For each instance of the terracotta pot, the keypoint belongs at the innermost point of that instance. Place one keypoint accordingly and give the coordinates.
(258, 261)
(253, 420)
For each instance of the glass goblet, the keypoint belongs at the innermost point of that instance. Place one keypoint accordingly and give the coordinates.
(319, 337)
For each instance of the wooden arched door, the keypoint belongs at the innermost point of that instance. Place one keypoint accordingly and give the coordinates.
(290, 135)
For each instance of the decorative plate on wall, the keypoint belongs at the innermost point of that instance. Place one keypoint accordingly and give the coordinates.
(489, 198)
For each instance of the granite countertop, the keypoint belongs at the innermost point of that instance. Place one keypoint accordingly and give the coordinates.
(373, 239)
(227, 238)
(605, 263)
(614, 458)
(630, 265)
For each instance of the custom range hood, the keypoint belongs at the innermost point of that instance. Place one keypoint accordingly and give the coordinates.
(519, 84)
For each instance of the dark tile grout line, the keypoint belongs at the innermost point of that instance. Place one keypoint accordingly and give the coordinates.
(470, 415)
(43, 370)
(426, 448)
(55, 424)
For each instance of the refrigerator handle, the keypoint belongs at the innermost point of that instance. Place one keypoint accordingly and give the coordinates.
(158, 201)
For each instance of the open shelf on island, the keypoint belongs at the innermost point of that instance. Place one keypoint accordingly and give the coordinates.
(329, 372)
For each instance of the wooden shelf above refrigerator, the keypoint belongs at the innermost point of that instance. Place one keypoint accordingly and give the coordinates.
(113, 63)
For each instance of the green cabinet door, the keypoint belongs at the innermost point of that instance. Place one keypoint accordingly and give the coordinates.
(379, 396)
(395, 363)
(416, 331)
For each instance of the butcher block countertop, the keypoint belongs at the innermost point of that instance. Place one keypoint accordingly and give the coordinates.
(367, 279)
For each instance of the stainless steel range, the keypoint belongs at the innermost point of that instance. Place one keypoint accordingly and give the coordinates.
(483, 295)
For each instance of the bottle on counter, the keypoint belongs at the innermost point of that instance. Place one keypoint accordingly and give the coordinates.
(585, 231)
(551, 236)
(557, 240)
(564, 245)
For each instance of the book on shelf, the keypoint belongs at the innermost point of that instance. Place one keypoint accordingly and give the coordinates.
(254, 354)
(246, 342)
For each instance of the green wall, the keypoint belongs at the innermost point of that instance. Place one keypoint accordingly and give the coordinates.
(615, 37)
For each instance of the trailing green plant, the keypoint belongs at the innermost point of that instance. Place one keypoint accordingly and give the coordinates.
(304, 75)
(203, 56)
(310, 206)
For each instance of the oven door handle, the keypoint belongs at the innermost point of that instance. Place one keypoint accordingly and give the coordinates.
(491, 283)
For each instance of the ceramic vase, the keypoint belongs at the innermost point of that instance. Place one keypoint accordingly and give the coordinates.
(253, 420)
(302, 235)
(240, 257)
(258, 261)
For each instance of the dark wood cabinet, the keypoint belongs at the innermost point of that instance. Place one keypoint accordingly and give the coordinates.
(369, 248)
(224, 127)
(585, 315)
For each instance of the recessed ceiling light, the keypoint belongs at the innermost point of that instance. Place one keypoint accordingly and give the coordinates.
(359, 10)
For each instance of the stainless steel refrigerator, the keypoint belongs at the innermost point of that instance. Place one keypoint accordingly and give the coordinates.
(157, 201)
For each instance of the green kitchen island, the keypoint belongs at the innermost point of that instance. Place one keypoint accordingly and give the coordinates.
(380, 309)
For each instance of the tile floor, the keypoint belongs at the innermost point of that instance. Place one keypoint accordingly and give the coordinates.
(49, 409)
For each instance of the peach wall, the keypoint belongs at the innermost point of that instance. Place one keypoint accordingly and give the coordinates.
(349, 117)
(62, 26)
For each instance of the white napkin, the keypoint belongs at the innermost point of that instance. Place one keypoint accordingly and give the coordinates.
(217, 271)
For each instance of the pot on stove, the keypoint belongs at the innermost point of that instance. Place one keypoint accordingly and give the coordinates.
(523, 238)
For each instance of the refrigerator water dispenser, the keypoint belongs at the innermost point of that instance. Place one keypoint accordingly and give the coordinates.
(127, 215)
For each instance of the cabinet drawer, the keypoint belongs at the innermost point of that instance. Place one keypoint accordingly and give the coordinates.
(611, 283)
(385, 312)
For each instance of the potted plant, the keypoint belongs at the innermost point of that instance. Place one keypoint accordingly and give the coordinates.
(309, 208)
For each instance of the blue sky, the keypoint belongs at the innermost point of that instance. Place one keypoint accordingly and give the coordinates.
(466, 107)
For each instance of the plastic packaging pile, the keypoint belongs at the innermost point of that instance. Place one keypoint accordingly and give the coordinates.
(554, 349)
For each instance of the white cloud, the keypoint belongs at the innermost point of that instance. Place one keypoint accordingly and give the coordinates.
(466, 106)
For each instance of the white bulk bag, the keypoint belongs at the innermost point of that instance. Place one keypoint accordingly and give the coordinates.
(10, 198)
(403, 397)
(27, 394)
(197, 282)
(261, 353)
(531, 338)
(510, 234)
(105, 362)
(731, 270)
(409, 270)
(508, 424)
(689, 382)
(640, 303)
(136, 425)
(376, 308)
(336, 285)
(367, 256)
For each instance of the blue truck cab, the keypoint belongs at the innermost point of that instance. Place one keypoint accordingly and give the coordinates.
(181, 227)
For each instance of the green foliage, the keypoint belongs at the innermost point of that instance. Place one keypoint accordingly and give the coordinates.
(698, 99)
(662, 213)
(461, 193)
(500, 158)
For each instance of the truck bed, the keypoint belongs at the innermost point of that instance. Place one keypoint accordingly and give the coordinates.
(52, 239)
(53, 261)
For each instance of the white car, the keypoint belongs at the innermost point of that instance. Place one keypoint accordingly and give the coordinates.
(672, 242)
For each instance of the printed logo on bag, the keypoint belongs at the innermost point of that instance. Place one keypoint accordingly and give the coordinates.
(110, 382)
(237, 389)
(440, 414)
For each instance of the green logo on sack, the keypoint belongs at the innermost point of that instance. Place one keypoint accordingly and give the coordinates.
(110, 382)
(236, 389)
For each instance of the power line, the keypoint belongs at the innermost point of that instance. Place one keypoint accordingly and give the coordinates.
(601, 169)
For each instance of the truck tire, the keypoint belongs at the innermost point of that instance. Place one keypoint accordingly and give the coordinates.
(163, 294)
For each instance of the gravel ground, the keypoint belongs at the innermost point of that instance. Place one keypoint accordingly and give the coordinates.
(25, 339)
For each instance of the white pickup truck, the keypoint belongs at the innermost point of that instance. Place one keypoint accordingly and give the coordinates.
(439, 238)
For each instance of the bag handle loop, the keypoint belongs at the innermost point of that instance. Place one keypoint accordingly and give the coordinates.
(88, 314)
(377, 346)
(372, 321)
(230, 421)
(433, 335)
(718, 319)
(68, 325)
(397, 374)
━━━━━━
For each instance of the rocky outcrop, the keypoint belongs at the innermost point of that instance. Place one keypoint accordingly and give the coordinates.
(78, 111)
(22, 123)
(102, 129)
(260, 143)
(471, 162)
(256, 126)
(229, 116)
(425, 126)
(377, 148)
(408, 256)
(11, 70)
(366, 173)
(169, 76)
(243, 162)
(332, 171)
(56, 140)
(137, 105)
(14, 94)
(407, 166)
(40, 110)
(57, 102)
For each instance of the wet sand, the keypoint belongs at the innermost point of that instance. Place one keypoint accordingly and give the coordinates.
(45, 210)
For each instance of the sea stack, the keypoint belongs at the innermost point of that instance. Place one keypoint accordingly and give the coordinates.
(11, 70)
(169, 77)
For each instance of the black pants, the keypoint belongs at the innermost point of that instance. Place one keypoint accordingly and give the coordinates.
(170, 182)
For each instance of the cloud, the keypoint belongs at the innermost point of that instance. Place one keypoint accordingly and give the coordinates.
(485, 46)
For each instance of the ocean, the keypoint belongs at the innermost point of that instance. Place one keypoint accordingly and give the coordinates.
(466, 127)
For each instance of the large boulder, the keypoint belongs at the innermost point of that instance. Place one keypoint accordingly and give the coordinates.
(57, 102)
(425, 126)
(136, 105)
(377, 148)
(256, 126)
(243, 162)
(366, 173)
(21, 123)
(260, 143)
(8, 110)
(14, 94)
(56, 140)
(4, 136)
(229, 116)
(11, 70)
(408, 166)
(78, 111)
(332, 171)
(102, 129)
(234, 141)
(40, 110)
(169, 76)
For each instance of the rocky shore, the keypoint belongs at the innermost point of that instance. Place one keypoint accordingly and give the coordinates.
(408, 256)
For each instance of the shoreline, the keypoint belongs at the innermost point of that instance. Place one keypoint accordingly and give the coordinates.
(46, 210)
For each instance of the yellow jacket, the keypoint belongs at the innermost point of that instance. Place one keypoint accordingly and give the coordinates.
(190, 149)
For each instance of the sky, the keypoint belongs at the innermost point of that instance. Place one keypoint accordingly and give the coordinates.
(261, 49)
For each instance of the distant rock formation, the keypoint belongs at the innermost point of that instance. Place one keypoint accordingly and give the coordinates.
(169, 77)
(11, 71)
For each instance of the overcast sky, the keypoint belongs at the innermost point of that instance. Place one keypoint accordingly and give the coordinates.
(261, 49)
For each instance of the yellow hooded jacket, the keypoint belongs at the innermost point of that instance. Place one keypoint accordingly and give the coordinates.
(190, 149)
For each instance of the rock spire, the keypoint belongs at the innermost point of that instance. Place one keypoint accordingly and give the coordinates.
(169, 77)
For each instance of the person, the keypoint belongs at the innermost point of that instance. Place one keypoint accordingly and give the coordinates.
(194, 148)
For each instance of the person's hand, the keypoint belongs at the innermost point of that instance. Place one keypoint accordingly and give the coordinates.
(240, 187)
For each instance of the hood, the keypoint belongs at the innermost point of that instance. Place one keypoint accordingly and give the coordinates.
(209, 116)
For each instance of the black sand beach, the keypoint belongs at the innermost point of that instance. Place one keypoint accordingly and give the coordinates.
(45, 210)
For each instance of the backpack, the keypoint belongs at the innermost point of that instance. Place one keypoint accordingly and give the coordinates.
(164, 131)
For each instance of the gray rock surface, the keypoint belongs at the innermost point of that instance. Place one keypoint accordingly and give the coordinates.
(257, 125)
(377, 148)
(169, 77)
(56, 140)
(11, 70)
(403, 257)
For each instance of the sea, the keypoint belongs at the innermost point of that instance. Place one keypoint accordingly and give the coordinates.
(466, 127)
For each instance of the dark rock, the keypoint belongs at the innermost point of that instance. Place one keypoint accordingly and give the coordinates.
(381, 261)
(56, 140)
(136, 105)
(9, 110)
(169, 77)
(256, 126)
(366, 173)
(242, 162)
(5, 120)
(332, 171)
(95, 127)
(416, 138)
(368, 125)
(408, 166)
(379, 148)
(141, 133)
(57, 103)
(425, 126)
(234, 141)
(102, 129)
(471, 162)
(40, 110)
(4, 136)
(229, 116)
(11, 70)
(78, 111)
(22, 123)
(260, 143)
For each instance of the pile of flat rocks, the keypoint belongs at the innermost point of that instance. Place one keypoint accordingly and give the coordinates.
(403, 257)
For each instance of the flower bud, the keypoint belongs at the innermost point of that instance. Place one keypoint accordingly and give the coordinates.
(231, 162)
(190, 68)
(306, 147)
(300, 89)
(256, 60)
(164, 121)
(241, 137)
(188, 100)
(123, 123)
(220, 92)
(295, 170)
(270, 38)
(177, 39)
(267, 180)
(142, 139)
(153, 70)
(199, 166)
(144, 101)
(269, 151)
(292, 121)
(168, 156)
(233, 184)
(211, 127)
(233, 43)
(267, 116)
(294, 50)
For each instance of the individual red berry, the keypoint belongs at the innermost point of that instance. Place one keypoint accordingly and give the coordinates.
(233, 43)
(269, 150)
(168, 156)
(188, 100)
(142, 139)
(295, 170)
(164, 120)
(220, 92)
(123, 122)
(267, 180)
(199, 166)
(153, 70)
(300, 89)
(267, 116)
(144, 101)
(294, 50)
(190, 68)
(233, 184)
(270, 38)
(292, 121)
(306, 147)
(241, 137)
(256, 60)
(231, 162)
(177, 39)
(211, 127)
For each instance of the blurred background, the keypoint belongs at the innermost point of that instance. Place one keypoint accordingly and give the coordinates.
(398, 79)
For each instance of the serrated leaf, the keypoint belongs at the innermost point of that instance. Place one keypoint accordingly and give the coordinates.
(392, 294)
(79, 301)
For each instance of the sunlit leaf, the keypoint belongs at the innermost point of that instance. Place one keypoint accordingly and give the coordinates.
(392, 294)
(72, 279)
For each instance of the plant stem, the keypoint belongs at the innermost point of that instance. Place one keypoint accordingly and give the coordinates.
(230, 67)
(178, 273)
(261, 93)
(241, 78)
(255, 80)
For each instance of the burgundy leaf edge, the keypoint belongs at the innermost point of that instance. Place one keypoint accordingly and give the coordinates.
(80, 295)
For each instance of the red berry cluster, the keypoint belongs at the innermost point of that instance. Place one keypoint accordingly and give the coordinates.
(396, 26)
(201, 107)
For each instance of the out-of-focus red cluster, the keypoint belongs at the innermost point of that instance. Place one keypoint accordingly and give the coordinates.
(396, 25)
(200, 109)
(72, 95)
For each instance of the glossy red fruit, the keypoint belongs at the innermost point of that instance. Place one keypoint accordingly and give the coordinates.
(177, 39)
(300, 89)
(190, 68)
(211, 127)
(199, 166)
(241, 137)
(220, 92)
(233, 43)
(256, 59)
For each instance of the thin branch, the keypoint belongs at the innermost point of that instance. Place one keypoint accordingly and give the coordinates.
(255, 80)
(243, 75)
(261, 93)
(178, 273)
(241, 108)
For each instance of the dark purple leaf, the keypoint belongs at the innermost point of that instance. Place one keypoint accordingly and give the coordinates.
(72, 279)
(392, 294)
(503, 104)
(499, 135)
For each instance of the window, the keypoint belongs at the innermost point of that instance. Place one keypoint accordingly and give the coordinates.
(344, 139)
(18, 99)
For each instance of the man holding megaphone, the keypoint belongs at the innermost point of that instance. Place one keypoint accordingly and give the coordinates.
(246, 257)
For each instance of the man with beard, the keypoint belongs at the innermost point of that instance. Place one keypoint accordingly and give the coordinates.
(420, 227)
━━━━━━
### Task statement
Locate every line above that contains the word "wooden" and copy each one in full. Matching is case-sensitive.

### Exercise response
For each instance of the wooden arched door, the keypoint belongs at the innermost point of that instance. Place one keypoint accordingly and give the coordinates.
For each instance of the wooden shelf above refrigerator, the keypoint belongs at the innermost point of that instance. Place one keypoint accordingly and give the coordinates.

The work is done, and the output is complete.